§ **Supplied material**
———

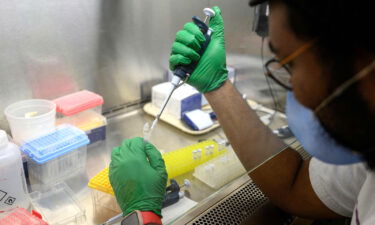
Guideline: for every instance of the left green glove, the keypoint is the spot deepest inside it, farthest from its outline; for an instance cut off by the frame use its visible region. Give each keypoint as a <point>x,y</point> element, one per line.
<point>138,176</point>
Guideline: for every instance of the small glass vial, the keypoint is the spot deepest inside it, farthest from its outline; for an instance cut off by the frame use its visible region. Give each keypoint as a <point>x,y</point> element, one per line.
<point>13,190</point>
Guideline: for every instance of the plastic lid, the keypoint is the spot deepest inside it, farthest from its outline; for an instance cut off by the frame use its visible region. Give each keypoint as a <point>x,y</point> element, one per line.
<point>77,102</point>
<point>3,139</point>
<point>63,140</point>
<point>20,216</point>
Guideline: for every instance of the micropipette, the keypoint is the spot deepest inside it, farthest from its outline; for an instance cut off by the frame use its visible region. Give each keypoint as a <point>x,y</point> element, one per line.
<point>183,72</point>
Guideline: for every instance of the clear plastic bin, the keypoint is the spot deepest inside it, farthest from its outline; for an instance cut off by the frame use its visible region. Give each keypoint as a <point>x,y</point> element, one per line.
<point>58,155</point>
<point>20,216</point>
<point>220,170</point>
<point>58,206</point>
<point>105,205</point>
<point>30,119</point>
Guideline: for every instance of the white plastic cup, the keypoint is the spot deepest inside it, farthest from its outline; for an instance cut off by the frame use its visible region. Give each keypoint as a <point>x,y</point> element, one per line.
<point>29,119</point>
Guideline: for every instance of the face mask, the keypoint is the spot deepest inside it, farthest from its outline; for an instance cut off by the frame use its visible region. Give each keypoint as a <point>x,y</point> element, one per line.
<point>314,139</point>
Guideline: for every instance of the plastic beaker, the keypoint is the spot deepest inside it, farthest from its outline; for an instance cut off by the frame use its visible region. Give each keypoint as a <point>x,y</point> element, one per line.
<point>30,118</point>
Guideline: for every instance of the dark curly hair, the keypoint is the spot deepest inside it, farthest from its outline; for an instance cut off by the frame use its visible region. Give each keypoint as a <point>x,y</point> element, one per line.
<point>343,29</point>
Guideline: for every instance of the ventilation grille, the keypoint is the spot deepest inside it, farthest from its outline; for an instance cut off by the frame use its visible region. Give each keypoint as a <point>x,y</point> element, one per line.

———

§ **Given task**
Print the records above exactly as they stand, but leave out the pictures.

§ **Result**
Guideline: for every instance of the left green glove, the keypoint is the spot deepest inside it, farthest from its outline; for an instance cut off by the frame use its visible region. Give each keypoint as a <point>x,y</point> element, one per line.
<point>138,176</point>
Guideline: for every instance of the small glass vial, the keypoint is the spot deepest inside it, farthest from its outline; for an instance cut off by the frame use its visible region. Give each keypoint as a <point>x,y</point> element, one per line.
<point>13,190</point>
Guideline: for every instance of the plastic lid, the keypoint is the spot deepest inside it, farthest from its outline; for an instance cut off by the frame use its visible region. Give each keypoint as a <point>x,y</point> element, one per line.
<point>77,102</point>
<point>3,139</point>
<point>63,140</point>
<point>20,216</point>
Guideline: for every instance of the micropipette, the keypoint is the spot deepest inside it, farthest from its outline; for an instance cut off by the frame use its visible region. Give each keypoint as a <point>x,y</point> element, one per line.
<point>183,72</point>
Guideline: for every instance of the clear plastic bin, the keypoint is the spot deepest inside it, farthest from its outline; for an instance cut off by the frame use its visible region. Give each keypoint as a <point>x,y</point> element, one per line.
<point>58,155</point>
<point>20,216</point>
<point>220,170</point>
<point>58,206</point>
<point>105,205</point>
<point>30,119</point>
Guideline: for every instance of the white plastic cup, the keypoint is the spot deepest inside it, farthest from its outline; for an instance cut off by the frame use its visible region. Give each keypoint as a <point>x,y</point> element, one per line.
<point>29,119</point>
Guideline: for every instance of the face mask, the keypoint is the spot deepest inside it, farthest from its outline; for an instance cut off by the frame use its visible region. Give each keypoint as a <point>x,y</point> element, one per line.
<point>314,139</point>
Guideline: for every instance of the plastic beaker, the keypoint is the spot deepest inside it, farthest from its outline; for an instance cut off by the frame use its visible region. Give each keypoint as a <point>x,y</point> element, one per line.
<point>30,118</point>
Guideline: for every instance of the dark curly hair, the keypoint is the spot deepest inside it, farthest from its outline; for an instance cut off by the frame use its visible region. Give each keypoint as a <point>x,y</point> element, one per line.
<point>343,29</point>
Guideline: for every instance of the ventilation grille, the keypoint is the spot deepest inside it, farthest from its outline; for an instance cut off by the frame use its visible region. Give each keypoint as a <point>x,y</point> element, one per line.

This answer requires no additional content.